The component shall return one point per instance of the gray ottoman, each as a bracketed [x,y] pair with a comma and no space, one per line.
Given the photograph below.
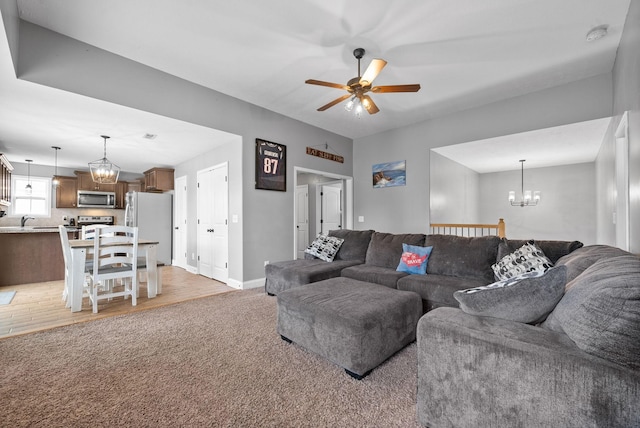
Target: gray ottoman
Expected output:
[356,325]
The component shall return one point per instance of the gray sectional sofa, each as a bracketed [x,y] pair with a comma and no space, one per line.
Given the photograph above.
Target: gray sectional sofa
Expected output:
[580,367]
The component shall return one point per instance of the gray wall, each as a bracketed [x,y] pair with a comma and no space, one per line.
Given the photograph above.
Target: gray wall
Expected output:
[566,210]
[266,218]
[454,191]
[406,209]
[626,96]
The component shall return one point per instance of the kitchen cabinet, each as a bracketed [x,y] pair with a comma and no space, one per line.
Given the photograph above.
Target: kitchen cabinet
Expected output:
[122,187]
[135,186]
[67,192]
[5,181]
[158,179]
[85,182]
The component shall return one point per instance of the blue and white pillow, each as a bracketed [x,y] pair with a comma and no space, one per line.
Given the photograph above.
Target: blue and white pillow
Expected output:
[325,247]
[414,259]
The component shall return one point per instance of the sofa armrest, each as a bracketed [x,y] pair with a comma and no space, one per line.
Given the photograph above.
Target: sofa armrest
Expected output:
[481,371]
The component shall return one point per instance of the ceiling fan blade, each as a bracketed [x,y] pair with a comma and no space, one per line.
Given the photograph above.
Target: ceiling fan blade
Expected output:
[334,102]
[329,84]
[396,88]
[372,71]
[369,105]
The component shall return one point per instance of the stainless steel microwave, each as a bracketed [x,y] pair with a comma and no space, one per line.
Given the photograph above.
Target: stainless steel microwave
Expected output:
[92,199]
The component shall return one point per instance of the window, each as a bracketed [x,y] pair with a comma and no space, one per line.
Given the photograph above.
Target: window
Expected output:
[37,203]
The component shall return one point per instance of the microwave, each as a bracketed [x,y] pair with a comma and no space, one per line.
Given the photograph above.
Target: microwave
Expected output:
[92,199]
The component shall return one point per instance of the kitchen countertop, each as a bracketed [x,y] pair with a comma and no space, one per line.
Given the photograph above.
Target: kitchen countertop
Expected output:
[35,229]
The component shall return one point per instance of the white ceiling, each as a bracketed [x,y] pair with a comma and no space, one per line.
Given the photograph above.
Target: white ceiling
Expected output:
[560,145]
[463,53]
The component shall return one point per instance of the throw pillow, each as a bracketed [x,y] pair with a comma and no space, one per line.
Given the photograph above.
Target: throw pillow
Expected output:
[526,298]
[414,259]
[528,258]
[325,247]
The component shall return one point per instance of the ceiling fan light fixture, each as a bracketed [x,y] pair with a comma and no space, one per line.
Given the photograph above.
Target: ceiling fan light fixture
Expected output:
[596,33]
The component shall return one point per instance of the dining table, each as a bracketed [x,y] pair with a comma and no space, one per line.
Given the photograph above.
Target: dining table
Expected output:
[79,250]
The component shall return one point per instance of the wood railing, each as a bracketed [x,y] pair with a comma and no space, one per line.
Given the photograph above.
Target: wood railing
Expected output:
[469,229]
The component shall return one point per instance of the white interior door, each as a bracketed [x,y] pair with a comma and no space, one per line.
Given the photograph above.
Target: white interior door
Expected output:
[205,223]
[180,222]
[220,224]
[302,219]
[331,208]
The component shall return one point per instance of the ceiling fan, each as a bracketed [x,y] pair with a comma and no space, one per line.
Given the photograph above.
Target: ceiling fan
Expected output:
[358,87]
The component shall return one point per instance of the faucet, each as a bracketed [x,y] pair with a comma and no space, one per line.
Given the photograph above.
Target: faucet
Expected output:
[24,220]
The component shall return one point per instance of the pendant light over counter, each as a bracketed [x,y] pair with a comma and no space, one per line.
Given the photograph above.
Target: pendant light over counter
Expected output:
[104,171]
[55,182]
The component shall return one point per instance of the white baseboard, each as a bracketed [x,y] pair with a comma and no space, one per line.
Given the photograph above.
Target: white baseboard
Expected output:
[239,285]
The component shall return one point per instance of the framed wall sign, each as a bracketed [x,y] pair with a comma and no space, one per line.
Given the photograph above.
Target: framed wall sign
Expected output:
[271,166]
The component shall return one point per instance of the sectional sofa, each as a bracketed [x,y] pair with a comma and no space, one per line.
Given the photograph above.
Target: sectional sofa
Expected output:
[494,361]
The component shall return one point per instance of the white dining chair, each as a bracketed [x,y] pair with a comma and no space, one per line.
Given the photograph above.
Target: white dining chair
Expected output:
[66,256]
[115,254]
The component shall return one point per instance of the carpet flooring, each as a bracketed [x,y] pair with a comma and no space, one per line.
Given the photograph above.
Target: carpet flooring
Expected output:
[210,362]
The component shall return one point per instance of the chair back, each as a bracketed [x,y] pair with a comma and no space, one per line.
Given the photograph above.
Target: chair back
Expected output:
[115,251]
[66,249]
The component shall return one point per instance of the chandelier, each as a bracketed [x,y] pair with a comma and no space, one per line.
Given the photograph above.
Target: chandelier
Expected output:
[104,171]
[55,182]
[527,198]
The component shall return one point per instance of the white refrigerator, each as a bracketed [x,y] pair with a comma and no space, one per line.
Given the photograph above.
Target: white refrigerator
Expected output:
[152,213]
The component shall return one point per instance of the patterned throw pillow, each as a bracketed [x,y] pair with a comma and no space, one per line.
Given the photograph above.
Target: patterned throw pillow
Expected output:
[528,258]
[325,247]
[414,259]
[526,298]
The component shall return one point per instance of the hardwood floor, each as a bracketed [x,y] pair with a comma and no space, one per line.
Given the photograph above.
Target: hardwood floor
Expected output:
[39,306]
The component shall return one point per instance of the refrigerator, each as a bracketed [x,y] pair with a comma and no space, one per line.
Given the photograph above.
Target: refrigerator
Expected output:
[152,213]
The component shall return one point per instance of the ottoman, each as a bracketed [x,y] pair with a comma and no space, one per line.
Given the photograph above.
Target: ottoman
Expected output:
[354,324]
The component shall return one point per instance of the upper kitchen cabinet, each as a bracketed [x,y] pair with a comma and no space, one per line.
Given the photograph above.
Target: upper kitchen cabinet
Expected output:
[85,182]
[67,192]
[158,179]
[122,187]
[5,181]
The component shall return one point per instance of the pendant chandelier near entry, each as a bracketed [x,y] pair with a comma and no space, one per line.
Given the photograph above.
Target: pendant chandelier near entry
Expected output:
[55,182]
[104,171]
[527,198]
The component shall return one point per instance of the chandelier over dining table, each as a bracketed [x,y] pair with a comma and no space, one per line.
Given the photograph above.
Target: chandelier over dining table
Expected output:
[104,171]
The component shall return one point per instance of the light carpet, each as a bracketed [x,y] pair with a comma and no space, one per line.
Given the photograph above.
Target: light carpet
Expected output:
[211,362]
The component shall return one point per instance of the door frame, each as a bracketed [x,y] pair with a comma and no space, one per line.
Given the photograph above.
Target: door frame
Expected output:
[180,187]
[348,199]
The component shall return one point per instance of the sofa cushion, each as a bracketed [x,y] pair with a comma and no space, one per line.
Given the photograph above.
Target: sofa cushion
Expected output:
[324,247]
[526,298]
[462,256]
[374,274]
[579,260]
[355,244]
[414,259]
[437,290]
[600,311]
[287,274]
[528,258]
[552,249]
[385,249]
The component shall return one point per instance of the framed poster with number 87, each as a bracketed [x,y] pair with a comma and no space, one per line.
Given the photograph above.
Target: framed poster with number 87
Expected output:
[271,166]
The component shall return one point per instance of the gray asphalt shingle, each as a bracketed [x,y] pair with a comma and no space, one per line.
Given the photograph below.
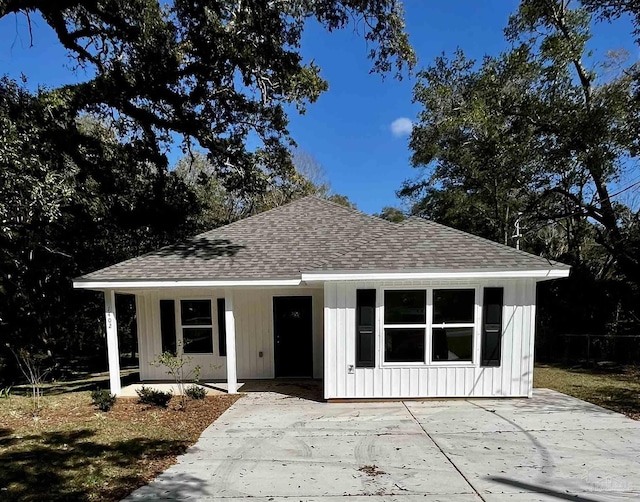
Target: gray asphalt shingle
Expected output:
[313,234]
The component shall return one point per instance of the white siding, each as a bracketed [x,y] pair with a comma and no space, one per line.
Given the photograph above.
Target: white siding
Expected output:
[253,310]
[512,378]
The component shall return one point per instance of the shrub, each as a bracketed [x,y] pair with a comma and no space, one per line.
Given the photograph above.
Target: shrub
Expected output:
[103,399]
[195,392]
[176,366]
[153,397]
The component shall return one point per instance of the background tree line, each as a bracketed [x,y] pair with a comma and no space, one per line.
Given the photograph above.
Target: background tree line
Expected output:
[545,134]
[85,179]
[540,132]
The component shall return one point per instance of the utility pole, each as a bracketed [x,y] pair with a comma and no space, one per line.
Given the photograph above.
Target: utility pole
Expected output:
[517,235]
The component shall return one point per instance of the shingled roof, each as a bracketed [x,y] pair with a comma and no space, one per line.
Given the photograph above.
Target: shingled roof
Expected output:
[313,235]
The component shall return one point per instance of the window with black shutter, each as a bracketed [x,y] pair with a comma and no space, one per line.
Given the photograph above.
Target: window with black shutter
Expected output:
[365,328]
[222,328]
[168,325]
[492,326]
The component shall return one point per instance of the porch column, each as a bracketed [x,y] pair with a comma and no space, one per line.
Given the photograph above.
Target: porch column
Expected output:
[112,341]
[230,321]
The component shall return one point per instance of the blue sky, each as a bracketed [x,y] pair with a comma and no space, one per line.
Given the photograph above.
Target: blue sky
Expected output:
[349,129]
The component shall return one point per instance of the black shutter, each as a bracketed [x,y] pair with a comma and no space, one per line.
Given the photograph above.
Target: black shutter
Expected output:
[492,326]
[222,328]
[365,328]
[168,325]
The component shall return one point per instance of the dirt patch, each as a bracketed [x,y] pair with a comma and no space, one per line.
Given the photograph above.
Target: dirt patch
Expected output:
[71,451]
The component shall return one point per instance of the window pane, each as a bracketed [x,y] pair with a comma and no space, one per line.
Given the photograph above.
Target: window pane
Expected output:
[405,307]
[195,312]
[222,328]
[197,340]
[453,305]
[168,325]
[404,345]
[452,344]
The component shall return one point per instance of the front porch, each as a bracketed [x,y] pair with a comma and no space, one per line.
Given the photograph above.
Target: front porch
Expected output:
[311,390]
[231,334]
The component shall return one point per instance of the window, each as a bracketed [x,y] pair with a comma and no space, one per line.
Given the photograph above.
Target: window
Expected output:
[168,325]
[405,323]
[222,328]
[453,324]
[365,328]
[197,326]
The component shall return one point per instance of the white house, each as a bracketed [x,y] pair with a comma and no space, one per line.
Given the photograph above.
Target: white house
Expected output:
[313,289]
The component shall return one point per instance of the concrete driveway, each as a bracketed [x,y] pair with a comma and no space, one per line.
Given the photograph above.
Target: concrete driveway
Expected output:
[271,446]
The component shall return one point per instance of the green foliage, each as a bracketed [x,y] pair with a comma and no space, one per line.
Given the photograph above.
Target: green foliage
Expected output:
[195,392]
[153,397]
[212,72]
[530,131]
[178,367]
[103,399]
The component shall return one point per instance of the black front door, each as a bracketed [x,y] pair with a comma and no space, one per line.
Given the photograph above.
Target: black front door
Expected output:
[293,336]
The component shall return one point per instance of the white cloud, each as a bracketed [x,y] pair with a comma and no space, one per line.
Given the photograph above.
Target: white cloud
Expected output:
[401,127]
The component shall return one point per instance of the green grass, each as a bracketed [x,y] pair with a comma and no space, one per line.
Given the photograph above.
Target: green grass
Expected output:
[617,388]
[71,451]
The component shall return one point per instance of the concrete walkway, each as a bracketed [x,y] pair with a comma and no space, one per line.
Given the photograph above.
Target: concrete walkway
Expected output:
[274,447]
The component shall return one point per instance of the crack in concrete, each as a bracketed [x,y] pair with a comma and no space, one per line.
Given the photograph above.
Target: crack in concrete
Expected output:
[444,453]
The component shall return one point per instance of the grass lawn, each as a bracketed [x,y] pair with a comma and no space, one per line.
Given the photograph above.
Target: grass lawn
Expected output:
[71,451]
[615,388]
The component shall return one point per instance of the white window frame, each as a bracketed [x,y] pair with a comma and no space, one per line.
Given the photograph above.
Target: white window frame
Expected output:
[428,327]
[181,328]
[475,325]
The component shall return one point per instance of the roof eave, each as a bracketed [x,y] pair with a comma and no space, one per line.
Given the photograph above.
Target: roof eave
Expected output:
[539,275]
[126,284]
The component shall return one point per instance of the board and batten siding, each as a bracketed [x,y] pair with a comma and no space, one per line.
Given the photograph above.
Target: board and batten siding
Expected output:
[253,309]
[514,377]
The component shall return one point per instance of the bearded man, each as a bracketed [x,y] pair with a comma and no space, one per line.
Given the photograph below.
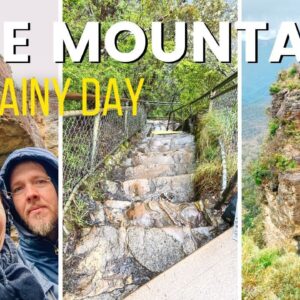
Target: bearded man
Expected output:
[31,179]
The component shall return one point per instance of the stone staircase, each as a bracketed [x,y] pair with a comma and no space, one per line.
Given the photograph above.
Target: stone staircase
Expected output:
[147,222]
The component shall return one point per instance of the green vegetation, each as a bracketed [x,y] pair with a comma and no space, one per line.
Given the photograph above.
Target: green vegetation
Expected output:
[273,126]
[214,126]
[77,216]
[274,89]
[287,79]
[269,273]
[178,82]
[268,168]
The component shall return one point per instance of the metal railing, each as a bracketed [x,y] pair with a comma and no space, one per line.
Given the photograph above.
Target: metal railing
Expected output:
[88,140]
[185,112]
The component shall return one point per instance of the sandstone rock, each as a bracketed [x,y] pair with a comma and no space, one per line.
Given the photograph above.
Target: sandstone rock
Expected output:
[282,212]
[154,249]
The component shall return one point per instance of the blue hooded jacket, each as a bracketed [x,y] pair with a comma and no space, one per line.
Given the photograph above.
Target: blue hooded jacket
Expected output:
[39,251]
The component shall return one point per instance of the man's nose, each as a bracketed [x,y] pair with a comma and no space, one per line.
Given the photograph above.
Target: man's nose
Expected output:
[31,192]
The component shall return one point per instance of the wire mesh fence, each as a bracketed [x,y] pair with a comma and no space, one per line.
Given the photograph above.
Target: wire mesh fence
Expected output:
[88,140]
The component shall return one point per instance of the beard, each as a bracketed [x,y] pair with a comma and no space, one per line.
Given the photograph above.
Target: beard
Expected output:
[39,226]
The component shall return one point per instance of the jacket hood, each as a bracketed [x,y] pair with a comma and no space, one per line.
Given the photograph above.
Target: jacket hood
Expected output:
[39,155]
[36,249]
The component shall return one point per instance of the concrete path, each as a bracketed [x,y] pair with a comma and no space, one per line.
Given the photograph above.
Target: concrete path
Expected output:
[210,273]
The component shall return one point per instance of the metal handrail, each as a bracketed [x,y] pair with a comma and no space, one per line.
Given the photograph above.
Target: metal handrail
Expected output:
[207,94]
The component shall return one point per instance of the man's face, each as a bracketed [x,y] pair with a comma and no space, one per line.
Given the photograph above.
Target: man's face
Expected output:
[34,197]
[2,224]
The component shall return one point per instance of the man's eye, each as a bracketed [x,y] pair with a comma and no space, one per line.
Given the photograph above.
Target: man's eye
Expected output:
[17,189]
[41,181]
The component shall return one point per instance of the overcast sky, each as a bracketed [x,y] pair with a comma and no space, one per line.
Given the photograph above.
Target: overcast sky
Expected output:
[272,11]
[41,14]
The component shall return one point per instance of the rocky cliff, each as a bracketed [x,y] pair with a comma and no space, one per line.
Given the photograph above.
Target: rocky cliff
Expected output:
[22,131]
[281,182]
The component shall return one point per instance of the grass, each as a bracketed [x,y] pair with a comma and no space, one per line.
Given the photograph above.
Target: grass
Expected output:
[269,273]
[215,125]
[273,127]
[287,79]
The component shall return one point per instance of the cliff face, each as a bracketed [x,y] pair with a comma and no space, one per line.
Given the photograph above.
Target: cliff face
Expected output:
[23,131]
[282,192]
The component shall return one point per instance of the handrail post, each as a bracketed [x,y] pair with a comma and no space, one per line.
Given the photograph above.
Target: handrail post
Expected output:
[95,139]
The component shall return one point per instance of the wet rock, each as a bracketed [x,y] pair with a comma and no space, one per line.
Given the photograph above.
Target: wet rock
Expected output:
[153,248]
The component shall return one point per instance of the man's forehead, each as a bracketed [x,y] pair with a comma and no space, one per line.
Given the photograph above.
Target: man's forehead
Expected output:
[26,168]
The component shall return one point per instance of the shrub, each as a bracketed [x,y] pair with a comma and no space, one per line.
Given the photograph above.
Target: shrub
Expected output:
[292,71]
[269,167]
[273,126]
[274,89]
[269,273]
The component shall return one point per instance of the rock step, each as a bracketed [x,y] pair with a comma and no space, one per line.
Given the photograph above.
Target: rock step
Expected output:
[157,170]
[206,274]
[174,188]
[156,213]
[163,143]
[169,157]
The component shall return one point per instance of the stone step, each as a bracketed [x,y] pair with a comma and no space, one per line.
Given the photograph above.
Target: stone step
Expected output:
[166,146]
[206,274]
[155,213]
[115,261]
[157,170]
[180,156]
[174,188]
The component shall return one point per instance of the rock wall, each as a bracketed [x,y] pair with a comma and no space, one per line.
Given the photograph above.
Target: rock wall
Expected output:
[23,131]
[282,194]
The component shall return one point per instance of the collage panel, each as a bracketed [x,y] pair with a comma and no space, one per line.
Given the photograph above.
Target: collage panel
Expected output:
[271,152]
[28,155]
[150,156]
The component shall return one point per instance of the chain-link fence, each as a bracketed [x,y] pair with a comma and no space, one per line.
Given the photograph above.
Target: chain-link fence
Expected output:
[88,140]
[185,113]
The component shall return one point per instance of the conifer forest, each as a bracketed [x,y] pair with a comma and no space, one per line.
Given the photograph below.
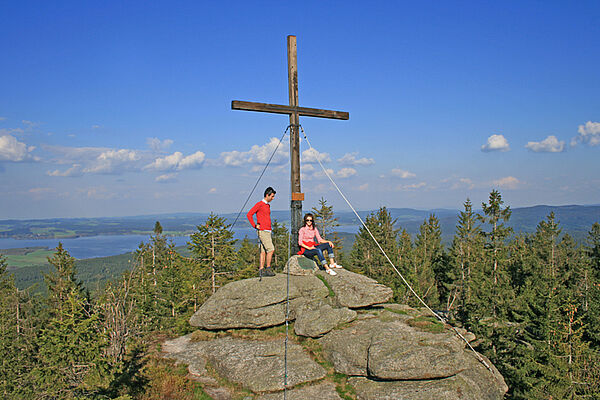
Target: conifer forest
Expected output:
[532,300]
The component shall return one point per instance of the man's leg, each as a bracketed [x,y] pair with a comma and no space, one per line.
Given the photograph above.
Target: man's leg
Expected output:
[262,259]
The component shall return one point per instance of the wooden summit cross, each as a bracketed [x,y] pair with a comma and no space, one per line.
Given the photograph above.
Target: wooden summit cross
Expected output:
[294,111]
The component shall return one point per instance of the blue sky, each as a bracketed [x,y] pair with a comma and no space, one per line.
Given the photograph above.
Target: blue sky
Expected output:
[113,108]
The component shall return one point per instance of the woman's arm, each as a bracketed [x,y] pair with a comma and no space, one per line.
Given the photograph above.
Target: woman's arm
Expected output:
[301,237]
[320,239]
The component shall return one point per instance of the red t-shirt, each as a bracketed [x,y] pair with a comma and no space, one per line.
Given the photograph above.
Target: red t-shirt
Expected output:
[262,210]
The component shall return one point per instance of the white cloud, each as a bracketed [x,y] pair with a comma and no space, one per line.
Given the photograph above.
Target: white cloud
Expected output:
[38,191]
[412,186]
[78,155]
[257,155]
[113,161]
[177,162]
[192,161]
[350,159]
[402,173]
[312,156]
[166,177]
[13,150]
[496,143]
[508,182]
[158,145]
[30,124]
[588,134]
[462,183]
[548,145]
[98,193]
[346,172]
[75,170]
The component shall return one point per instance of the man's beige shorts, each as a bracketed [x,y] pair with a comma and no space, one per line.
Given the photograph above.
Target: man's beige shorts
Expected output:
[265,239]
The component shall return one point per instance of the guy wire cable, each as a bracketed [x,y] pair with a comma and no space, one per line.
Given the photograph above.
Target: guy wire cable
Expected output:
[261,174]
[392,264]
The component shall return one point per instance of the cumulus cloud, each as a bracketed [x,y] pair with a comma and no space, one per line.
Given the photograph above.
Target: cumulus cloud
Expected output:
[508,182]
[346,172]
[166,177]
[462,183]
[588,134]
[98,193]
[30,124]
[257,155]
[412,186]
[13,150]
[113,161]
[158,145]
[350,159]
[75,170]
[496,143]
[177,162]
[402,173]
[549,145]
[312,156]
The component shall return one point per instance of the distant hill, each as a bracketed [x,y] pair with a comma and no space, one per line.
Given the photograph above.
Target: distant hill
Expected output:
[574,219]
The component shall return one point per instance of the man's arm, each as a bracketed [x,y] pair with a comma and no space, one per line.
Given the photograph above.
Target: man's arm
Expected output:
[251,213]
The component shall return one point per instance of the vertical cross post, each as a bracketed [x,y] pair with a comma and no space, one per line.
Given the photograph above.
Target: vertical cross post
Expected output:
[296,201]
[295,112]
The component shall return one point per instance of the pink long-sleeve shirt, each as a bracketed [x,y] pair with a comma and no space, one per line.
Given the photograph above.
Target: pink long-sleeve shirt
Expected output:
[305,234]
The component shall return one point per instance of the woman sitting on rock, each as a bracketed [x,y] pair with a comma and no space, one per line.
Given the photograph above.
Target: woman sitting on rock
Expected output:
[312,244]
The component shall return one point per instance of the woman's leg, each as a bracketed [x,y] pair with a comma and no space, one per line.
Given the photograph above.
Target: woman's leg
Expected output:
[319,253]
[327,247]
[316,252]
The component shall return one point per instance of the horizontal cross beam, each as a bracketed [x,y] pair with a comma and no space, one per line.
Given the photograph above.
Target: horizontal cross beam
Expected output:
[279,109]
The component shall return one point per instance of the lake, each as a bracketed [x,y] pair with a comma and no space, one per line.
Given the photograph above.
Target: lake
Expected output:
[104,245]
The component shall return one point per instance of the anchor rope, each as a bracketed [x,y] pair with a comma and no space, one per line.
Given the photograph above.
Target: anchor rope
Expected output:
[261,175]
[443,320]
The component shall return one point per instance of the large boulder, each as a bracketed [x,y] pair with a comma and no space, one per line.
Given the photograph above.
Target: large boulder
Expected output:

···

- Stated exercise: Print again the material above, limited to the lines from the one holding "the lake, each" through the last, inclusive.

- Solution:
The component shall return one point per instance of the lake, each as a bracketed [x,y] pair with a comma and no space, one per line.
Given the photograph above.
Target: lake
Expected output:
[104,245]
The component shall return one point per instance of the anchor rope, each as a bracketed [x,y] pair with a comma and no space, one per line.
Given the photograph above.
Target: anchor rope
Expected output:
[261,175]
[443,320]
The component shall return one point per instance of the large boulder, each as a bracketed [x,y] pair with a comma and no space, one per line.
Given the photograph above.
Target: large boulder
Expected output:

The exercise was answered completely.